Records for the exercise
## Start

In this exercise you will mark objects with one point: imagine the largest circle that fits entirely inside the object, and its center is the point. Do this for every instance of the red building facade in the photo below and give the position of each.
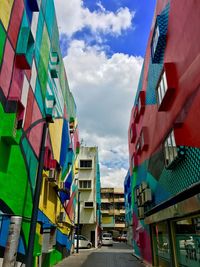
(164, 140)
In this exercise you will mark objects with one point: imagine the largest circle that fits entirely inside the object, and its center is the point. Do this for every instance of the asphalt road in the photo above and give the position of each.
(119, 255)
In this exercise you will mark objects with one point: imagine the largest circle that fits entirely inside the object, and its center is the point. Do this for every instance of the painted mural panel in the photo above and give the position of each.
(33, 91)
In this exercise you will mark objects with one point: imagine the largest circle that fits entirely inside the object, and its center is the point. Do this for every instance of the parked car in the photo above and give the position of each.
(107, 239)
(83, 242)
(122, 238)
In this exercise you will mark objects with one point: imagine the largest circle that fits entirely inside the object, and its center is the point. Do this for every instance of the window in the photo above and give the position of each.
(88, 204)
(85, 184)
(155, 40)
(162, 88)
(86, 164)
(170, 149)
(133, 132)
(141, 102)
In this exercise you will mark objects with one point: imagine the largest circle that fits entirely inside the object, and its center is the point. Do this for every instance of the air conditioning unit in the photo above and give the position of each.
(62, 217)
(52, 175)
(147, 195)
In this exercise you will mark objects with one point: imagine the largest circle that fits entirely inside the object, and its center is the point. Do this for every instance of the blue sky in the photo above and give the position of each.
(103, 45)
(133, 41)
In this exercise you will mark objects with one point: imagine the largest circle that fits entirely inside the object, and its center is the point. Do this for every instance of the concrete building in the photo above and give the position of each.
(38, 134)
(112, 209)
(164, 140)
(89, 188)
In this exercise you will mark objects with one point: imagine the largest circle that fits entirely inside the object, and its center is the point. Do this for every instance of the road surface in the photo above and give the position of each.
(119, 255)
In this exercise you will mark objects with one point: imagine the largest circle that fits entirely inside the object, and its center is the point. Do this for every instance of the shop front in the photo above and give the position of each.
(175, 234)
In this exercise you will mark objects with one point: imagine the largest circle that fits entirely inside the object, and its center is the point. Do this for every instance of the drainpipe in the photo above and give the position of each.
(30, 258)
(10, 253)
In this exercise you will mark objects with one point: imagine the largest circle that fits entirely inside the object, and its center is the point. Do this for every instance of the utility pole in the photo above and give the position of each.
(78, 223)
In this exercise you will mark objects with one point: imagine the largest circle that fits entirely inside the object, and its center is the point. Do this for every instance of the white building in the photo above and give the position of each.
(89, 188)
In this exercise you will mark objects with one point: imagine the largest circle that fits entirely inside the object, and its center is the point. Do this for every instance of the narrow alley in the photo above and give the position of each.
(119, 255)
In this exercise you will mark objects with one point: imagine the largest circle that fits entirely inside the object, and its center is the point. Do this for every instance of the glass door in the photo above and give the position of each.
(187, 235)
(161, 245)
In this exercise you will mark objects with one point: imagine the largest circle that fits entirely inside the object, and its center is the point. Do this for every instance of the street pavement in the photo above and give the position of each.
(119, 255)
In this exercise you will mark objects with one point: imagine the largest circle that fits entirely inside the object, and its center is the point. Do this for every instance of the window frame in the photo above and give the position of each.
(170, 156)
(87, 186)
(85, 166)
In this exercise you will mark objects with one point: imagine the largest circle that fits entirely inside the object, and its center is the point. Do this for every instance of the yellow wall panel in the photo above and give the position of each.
(5, 11)
(56, 137)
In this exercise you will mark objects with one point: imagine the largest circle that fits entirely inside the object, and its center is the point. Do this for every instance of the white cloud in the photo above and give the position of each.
(73, 17)
(104, 90)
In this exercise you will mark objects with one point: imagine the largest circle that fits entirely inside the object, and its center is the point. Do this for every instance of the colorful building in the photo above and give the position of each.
(113, 210)
(34, 94)
(88, 179)
(164, 142)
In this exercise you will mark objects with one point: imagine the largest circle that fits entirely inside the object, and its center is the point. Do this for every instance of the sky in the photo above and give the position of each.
(103, 44)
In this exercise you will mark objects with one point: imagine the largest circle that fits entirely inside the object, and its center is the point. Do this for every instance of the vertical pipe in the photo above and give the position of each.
(78, 224)
(10, 254)
(30, 259)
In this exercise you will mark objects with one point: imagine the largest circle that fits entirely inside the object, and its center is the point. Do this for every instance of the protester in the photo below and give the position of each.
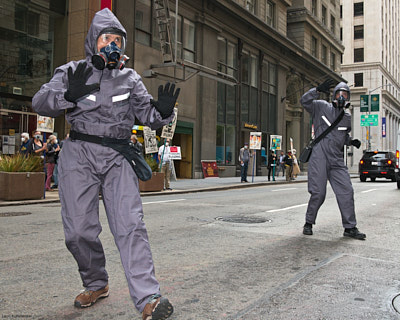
(102, 99)
(327, 161)
(271, 165)
(166, 163)
(25, 143)
(288, 160)
(244, 158)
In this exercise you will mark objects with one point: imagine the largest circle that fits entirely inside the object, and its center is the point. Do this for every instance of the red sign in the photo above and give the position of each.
(106, 4)
(210, 169)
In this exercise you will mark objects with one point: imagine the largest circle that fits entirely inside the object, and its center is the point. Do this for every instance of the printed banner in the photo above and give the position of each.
(150, 140)
(169, 129)
(210, 169)
(255, 140)
(45, 124)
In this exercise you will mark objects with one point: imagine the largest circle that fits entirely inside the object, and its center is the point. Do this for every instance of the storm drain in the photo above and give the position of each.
(396, 303)
(243, 219)
(14, 214)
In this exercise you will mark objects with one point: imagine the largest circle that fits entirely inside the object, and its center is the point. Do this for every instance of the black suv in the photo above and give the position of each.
(377, 164)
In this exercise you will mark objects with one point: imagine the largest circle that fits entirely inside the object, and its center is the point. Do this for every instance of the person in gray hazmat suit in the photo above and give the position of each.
(101, 99)
(326, 161)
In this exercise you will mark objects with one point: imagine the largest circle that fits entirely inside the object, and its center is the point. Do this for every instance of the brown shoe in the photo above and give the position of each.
(89, 297)
(157, 309)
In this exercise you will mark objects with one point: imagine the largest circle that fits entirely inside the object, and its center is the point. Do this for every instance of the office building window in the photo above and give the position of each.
(359, 55)
(314, 7)
(358, 32)
(270, 13)
(143, 22)
(314, 46)
(324, 54)
(359, 9)
(358, 79)
(333, 61)
(186, 37)
(251, 6)
(333, 24)
(323, 15)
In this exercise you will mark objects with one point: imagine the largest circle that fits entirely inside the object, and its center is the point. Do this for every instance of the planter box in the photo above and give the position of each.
(21, 185)
(156, 183)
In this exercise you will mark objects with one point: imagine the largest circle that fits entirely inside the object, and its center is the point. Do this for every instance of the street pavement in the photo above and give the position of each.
(214, 261)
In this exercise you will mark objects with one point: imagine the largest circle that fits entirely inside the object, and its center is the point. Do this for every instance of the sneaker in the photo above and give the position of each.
(354, 233)
(307, 229)
(157, 308)
(88, 297)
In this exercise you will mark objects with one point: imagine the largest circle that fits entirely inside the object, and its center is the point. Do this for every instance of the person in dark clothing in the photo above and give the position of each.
(271, 165)
(327, 158)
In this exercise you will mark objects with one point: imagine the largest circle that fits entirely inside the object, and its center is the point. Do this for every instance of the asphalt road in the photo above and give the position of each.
(216, 259)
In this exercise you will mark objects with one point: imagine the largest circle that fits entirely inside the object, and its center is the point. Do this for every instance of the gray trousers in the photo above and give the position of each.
(319, 172)
(85, 169)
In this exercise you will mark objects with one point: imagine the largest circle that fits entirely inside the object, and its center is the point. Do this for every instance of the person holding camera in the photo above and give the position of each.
(327, 159)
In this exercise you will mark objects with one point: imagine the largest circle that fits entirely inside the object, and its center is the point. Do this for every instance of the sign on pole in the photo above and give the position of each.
(374, 102)
(370, 120)
(169, 129)
(364, 103)
(255, 140)
(275, 142)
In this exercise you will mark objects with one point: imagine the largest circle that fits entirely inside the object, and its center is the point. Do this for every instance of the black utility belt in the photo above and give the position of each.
(124, 147)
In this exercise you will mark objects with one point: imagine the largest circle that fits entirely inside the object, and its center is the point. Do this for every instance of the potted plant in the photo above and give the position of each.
(156, 183)
(21, 177)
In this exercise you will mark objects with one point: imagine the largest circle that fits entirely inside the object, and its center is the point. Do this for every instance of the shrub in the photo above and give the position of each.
(20, 163)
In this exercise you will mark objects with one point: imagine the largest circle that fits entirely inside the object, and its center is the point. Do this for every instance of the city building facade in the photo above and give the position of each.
(370, 32)
(242, 67)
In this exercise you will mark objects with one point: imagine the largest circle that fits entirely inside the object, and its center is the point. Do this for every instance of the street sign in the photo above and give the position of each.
(370, 120)
(364, 103)
(374, 102)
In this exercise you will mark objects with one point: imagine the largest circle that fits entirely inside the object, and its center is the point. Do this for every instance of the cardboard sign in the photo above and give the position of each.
(175, 153)
(255, 140)
(210, 169)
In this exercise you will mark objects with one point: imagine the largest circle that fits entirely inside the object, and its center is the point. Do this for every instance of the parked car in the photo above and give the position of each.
(377, 164)
(397, 170)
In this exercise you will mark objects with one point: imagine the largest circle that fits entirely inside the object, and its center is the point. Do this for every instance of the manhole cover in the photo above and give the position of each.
(14, 214)
(241, 219)
(396, 303)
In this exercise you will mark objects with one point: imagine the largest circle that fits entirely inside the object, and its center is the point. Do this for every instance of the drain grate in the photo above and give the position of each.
(243, 219)
(14, 214)
(396, 303)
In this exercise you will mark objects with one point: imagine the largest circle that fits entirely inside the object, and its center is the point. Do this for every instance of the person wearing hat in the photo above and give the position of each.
(327, 158)
(244, 158)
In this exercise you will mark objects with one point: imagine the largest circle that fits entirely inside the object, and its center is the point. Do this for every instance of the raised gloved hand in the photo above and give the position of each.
(356, 143)
(325, 86)
(166, 100)
(77, 87)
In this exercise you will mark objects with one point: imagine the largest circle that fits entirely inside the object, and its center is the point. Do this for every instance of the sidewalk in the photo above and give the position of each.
(181, 186)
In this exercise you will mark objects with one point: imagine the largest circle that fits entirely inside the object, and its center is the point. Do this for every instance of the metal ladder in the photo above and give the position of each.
(161, 8)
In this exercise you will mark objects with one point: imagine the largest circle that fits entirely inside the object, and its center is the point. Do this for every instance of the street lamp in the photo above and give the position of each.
(369, 112)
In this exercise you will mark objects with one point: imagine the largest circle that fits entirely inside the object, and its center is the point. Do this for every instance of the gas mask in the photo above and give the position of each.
(110, 55)
(342, 98)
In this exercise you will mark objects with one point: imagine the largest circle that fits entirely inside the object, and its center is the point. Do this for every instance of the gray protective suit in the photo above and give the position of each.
(326, 161)
(85, 168)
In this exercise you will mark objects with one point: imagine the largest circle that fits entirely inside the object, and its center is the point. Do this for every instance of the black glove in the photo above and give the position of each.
(77, 87)
(356, 143)
(325, 86)
(166, 100)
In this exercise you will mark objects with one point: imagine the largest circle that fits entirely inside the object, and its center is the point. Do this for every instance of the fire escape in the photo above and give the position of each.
(174, 68)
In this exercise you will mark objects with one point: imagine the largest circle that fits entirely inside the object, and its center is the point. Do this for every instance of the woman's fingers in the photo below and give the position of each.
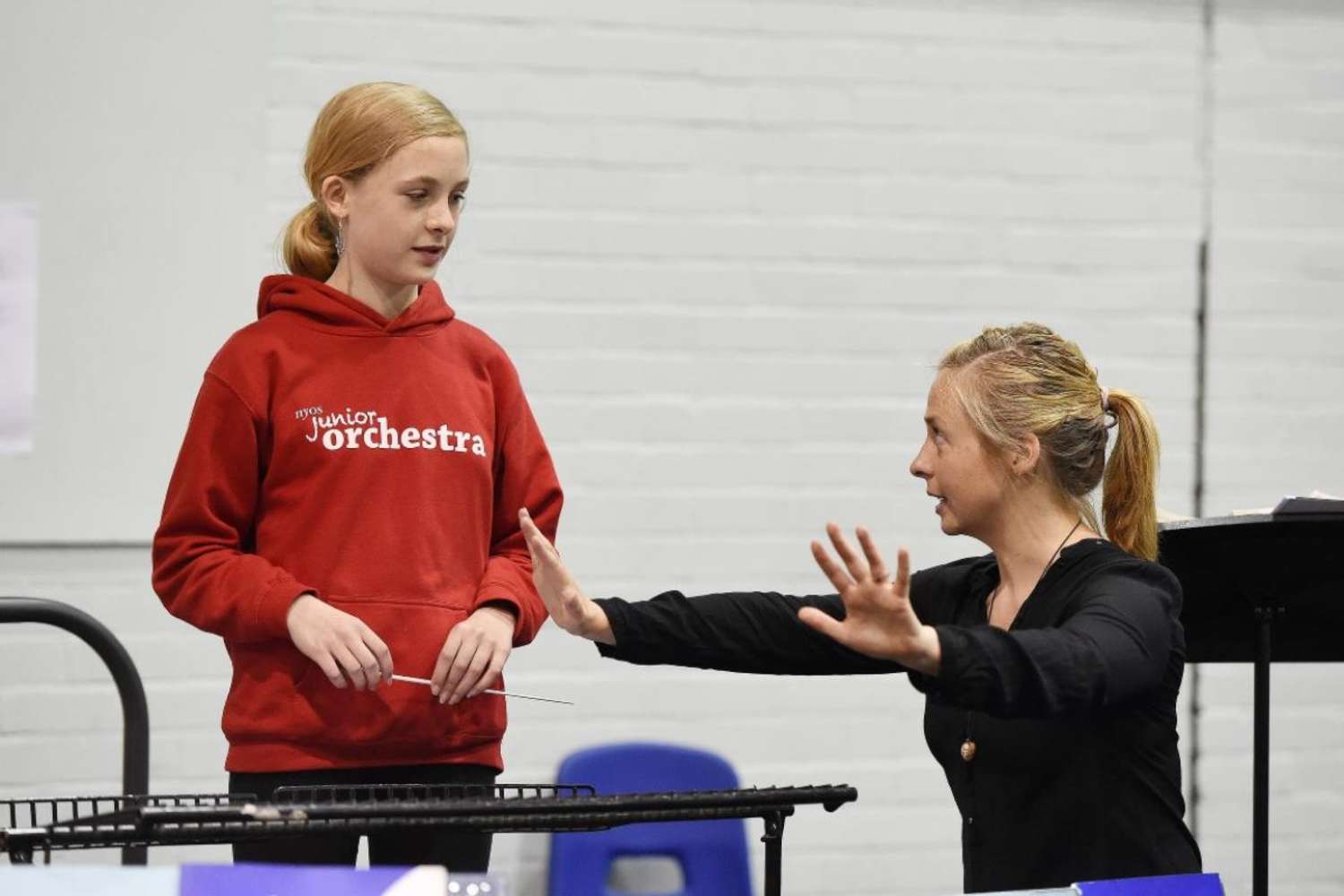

## End

Instructions for the task
Please find each line above that contains the word "white" and copy those lines in full. Case matters.

Solution to this problem
In this exercise you will mark objects with one point: imagine the largest circle that fits entirely inside the object, and its center is the point. Do this for every instance of the white building in the photo above and give the position of each.
In this exercise you will mark objects with one point: imagine the largest circle that fits entirely inside the object, and its center is the point. Do this for every instance of the white cloud in the photo above and give the position of each.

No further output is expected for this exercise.